== Supplied data

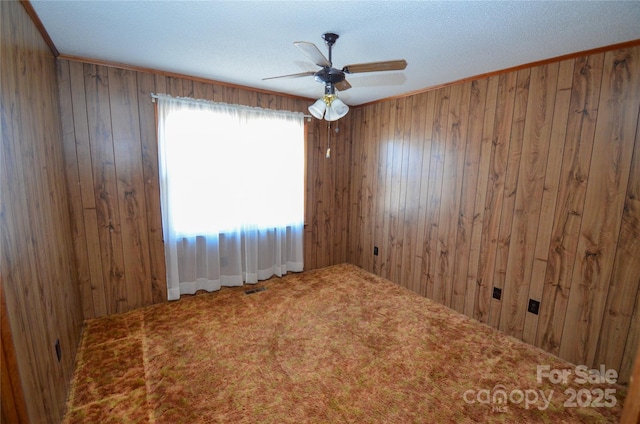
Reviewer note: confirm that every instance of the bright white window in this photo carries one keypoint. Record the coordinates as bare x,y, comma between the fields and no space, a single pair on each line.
227,172
232,193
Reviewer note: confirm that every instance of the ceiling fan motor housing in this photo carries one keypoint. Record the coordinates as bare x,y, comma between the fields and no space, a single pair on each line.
329,75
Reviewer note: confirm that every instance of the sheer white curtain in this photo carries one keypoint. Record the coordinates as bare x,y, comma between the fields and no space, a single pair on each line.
231,192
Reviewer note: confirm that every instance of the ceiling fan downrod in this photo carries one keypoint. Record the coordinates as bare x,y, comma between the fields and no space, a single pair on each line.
330,39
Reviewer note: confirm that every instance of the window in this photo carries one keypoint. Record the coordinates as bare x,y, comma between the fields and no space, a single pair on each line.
231,177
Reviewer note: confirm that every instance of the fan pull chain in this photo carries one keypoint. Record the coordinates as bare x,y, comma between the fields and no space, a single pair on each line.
328,154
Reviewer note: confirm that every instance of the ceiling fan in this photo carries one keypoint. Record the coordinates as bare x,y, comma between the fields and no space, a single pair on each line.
334,78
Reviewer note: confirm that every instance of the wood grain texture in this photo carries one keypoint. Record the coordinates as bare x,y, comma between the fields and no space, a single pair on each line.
528,197
39,278
14,408
604,205
527,184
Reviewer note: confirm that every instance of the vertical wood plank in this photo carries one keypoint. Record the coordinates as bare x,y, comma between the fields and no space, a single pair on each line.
495,190
624,286
604,202
484,162
450,194
105,187
149,151
510,187
576,160
528,198
73,188
460,281
549,195
415,149
422,268
436,177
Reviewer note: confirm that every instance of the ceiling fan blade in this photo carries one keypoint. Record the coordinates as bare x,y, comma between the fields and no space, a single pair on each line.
343,85
313,53
390,65
301,74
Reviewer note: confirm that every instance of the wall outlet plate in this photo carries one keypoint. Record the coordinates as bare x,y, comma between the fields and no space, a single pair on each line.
497,293
534,306
58,350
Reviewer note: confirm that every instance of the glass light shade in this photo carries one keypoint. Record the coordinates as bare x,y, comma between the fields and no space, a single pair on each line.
339,107
317,109
336,111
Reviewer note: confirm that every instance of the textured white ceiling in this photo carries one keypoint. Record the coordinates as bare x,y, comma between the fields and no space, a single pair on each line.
241,42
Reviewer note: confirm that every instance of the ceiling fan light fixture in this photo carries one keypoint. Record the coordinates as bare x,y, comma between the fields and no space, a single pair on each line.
318,108
330,107
339,107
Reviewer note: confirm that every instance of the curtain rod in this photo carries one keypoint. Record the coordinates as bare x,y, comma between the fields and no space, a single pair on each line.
155,96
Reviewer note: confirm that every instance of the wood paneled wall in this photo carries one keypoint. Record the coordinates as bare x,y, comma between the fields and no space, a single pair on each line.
38,271
109,133
527,181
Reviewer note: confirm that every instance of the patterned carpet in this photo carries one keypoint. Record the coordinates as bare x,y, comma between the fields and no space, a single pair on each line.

====

» **Task details**: Excluding all pictures, reproduce the records exactly as they appear above.

» **Finished task**:
Reviewer note: confirm that every instance of the bright white window in this photo carries one keypoint. Record the coordinates as bare x,y, comma between the fields and no space, a single pair on each line.
227,172
232,193
Reviewer note: confirm that every instance of the ceiling fan motor housing in this photo carries one keypoint. Record the coordinates as bare x,y, comma between the fields and no space, a single pair on each line.
329,75
Reviewer note: confirm that every instance of the sheer white curtain in this photo carries one keypoint. Record the coordinates as bare x,y, comma between the fields and no space, a single pair on each line.
231,192
Reviewer note: confirm that every instance of the ceiling fan downrod in this photo carries one keypoint. Record the coordinates as bare x,y, comma between the fields and no space, a single pair on each line.
330,39
Reviewer note: confirm that every instance of the window in this photo carries one keypoint. Record the coordinates as bare x,y, comma between the fields and no space, a single pair on each line.
231,177
Reviewer note: confirm that every instance of the fan pull chain in this photo carries one keypoint. Record the coordinates as bare x,y, comma between the fields and no space, a single pair on each line.
328,154
Reviewer note: confirm that every instance of the ceiling fan in this photo carries one keypoint. Record the coordinates as bare x,y, comma between the fields and no space, a single pair on each line.
334,78
Reviewer note: confirm that every instance of the wood grain texture in this photo carries one keypoint. Record the coordinates as bare x,y, comma between the fields and no space, a single pair on each line.
528,197
39,278
14,408
604,205
527,184
Reviewer note: confirm that every instance of the vertical wood plank in this photo carries one keypoint. Record the coordinates as bare x,y, comma between the fields and no space, a single pair on each line.
495,190
624,286
604,202
484,162
450,194
105,187
149,151
510,187
576,160
528,198
73,188
460,281
549,195
415,149
422,268
436,177
Reviewer note: confirm that every instance of the ceiling fan blade in this photo carries one keypoint. Record the coordinates as bare x,y, comma between the fields and no space, a single pair on each line.
343,85
313,53
390,65
301,74
Reviewer note: confirm that every instance of the wall outlet plate in this photo carries one keypoint. Record the coordinates as bare x,y, comma between the fields and no space, a single pair on each line.
497,293
534,306
58,350
Reviewer note: confirm that every instance of the glass light shade in this photo carries one keypoint. Record the coordinates as bare x,y, comma between the fields and no space, a single pair on each line.
339,107
317,109
336,111
Reviewer note: confirm that every instance of the textured white ceiling in this photo carries one keypoint. Record the coordinates as bare x,y, comma between the fields and no space, a single pair on each line.
241,42
Reviewer note: confirm that every instance of the ceiling fan light fixture in this photo carries one keypoint. Record the coordinates as bare x,y, comma between the fields and no space, a single pair on each line.
318,108
330,107
339,107
Reviewer note: confirm that every instance of the curtain rod in this photo carries one keypoint. Record the coordinates as bare x,y, comma between the fields and no space, a single pair on each line.
155,96
Reviewer note: confirm that every instance of the wood paneled wall in this photo carries one keypoint. Record the coordinates as bare x,y, comma between the fields and no space, a single pair on each line.
38,271
109,133
527,181
Reviewer note: confirm that every instance of the patterned carpet in this photo carries one keypoint. Record the coordinates as bare x,y, comma between the fields and no space, a single pair on each line.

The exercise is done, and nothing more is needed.